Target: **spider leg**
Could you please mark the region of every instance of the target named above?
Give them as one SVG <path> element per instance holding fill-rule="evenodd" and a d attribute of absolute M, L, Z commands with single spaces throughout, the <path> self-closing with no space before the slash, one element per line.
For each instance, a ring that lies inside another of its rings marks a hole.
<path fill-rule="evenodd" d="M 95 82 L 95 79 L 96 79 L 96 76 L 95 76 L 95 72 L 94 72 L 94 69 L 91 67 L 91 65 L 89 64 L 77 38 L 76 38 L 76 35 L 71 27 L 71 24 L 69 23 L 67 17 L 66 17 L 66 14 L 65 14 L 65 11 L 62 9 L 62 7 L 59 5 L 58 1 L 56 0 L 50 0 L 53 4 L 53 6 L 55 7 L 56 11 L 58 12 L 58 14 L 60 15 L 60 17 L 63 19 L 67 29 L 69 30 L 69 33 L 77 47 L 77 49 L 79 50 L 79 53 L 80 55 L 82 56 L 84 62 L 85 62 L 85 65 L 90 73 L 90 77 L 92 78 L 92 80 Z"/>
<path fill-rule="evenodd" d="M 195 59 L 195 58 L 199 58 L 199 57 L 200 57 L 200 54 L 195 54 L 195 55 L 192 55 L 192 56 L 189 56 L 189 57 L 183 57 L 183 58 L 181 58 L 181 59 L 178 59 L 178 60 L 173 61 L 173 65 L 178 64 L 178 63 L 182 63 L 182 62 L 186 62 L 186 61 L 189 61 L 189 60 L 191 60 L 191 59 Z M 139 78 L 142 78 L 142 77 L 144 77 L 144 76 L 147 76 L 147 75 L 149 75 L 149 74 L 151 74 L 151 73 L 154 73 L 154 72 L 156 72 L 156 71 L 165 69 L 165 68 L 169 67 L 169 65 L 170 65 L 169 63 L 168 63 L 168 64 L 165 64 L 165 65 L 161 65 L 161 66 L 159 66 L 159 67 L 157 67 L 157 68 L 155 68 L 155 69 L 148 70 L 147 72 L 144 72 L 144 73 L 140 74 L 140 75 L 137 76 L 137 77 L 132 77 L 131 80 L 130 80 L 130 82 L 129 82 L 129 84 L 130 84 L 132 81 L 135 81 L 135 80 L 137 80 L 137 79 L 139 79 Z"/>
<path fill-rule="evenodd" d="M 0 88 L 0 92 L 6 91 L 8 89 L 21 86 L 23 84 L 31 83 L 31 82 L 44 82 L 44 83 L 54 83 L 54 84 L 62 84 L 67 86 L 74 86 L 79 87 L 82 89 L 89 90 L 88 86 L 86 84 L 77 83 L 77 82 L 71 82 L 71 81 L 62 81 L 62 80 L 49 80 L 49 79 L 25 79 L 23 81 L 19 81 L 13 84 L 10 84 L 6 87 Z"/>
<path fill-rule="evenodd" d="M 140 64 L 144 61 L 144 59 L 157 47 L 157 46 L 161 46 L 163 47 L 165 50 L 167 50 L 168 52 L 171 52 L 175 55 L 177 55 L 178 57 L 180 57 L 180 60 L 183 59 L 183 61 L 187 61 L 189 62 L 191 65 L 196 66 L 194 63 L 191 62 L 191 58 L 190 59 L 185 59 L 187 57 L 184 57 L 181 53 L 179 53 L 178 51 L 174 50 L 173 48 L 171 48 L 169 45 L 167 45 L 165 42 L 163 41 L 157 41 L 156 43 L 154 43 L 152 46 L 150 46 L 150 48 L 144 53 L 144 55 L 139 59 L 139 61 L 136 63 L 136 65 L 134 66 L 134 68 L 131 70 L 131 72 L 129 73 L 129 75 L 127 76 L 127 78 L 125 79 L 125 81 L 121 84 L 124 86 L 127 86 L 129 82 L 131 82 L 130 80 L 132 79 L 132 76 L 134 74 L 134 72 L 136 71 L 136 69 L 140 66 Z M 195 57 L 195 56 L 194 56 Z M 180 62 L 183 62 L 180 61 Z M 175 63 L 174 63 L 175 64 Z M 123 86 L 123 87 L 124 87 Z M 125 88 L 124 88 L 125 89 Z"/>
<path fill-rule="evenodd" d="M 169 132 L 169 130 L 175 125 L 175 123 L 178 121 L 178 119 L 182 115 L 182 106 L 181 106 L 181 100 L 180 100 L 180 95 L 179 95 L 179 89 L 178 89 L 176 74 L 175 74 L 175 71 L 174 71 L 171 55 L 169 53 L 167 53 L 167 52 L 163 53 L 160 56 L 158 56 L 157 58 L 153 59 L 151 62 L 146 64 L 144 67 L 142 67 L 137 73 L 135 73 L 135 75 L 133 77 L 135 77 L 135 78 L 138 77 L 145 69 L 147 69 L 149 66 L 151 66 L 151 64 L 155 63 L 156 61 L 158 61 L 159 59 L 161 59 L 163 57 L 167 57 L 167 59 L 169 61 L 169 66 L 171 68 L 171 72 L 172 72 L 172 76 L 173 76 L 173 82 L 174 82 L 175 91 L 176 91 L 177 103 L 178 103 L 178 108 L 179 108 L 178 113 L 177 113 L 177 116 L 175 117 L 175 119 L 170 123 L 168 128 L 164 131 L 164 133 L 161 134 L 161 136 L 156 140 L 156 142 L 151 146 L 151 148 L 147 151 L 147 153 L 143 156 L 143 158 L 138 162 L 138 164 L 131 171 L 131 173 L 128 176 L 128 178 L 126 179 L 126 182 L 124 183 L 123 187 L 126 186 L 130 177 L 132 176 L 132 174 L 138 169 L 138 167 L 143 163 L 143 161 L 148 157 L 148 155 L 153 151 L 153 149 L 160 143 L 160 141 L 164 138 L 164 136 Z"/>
============================================================
Set exercise | Reproduce all the lines of the entries above, character for character, with no changes.

Written reply |
Target: **spider leg**
Could you please mark the region of every instance of the target named above?
Give them as one SVG <path> element per instance holding fill-rule="evenodd" and a d attribute of absolute M, L, Z commands with single spaces throughout, the <path> self-closing with no space before the slash, one element per line.
For each instance, a ring that lies inside another of its rings marks a hole.
<path fill-rule="evenodd" d="M 95 82 L 95 79 L 96 79 L 96 76 L 95 76 L 95 72 L 94 72 L 94 69 L 91 67 L 91 65 L 89 64 L 77 38 L 76 38 L 76 35 L 71 27 L 71 24 L 69 23 L 67 17 L 66 17 L 66 14 L 65 14 L 65 11 L 62 9 L 62 7 L 59 5 L 58 1 L 56 0 L 50 0 L 53 4 L 53 6 L 55 7 L 56 11 L 58 12 L 58 14 L 60 15 L 60 17 L 63 19 L 67 29 L 69 30 L 69 33 L 77 47 L 77 49 L 79 50 L 79 53 L 80 55 L 82 56 L 84 62 L 85 62 L 85 65 L 90 73 L 90 77 L 92 78 L 92 80 Z"/>
<path fill-rule="evenodd" d="M 195 59 L 195 58 L 199 58 L 199 57 L 200 57 L 200 54 L 195 54 L 195 55 L 192 55 L 192 56 L 189 56 L 189 57 L 183 57 L 183 58 L 181 58 L 181 59 L 178 59 L 178 60 L 173 61 L 173 65 L 178 64 L 178 63 L 182 63 L 182 62 L 186 62 L 186 61 L 189 61 L 189 60 L 191 60 L 191 59 Z M 139 78 L 142 78 L 142 77 L 144 77 L 144 76 L 147 76 L 147 75 L 149 75 L 149 74 L 151 74 L 151 73 L 154 73 L 154 72 L 156 72 L 156 71 L 165 69 L 165 68 L 169 67 L 169 65 L 170 65 L 169 63 L 168 63 L 168 64 L 165 64 L 165 65 L 161 65 L 161 66 L 159 66 L 159 67 L 157 67 L 157 68 L 155 68 L 155 69 L 148 70 L 147 72 L 144 72 L 144 73 L 140 74 L 140 75 L 137 76 L 137 77 L 132 77 L 131 80 L 130 80 L 130 82 L 129 82 L 129 84 L 130 84 L 132 81 L 135 81 L 135 80 L 137 80 L 137 79 L 139 79 Z"/>
<path fill-rule="evenodd" d="M 0 88 L 0 92 L 6 91 L 8 89 L 21 86 L 23 84 L 31 83 L 31 82 L 44 82 L 44 83 L 54 83 L 54 84 L 62 84 L 67 86 L 74 86 L 79 87 L 82 89 L 89 90 L 88 86 L 86 84 L 77 83 L 77 82 L 71 82 L 71 81 L 62 81 L 62 80 L 49 80 L 49 79 L 25 79 L 23 81 L 19 81 L 13 84 L 10 84 L 6 87 Z"/>
<path fill-rule="evenodd" d="M 140 64 L 144 61 L 144 59 L 157 47 L 157 46 L 161 46 L 163 47 L 165 50 L 167 50 L 168 52 L 171 52 L 175 55 L 177 55 L 178 57 L 180 57 L 180 60 L 183 59 L 183 61 L 187 61 L 189 62 L 191 65 L 196 66 L 194 63 L 191 62 L 191 58 L 190 59 L 185 59 L 187 57 L 184 57 L 181 53 L 179 53 L 178 51 L 174 50 L 173 48 L 171 48 L 169 45 L 167 45 L 165 42 L 163 41 L 157 41 L 156 43 L 154 43 L 152 46 L 150 46 L 150 48 L 144 53 L 144 55 L 139 59 L 139 61 L 136 63 L 136 65 L 134 66 L 134 68 L 131 70 L 131 72 L 129 73 L 129 75 L 127 76 L 127 78 L 125 79 L 125 81 L 121 84 L 124 86 L 127 86 L 129 82 L 131 82 L 130 80 L 132 79 L 132 76 L 134 74 L 134 72 L 136 71 L 136 69 L 140 66 Z M 195 57 L 195 56 L 194 56 Z M 180 62 L 183 62 L 180 61 Z M 175 63 L 174 63 L 175 64 Z M 123 86 L 123 87 L 124 87 Z M 125 88 L 124 88 L 125 89 Z"/>
<path fill-rule="evenodd" d="M 169 132 L 169 130 L 175 125 L 175 123 L 178 121 L 178 119 L 182 115 L 182 106 L 181 106 L 181 100 L 180 100 L 180 95 L 179 95 L 179 89 L 178 89 L 176 74 L 175 74 L 175 71 L 174 71 L 171 55 L 169 53 L 167 53 L 167 52 L 163 53 L 160 56 L 158 56 L 157 58 L 153 59 L 151 62 L 146 64 L 144 67 L 142 67 L 137 73 L 135 73 L 135 75 L 133 77 L 135 77 L 135 78 L 138 77 L 145 69 L 147 69 L 149 66 L 151 66 L 151 64 L 155 63 L 156 61 L 158 61 L 159 59 L 161 59 L 163 57 L 167 57 L 167 59 L 169 61 L 169 66 L 171 68 L 171 72 L 172 72 L 172 76 L 173 76 L 173 82 L 174 82 L 175 91 L 176 91 L 177 103 L 178 103 L 178 108 L 179 108 L 178 113 L 177 113 L 177 116 L 175 117 L 175 119 L 170 123 L 168 128 L 164 131 L 164 133 L 161 134 L 161 136 L 156 140 L 156 142 L 151 146 L 151 148 L 147 151 L 147 153 L 143 156 L 143 158 L 138 162 L 138 164 L 131 171 L 131 173 L 128 176 L 128 178 L 126 179 L 126 182 L 124 183 L 123 187 L 126 186 L 130 177 L 132 176 L 132 174 L 138 169 L 138 167 L 143 163 L 143 161 L 148 157 L 148 155 L 153 151 L 153 149 L 160 143 L 160 141 L 164 138 L 164 136 Z"/>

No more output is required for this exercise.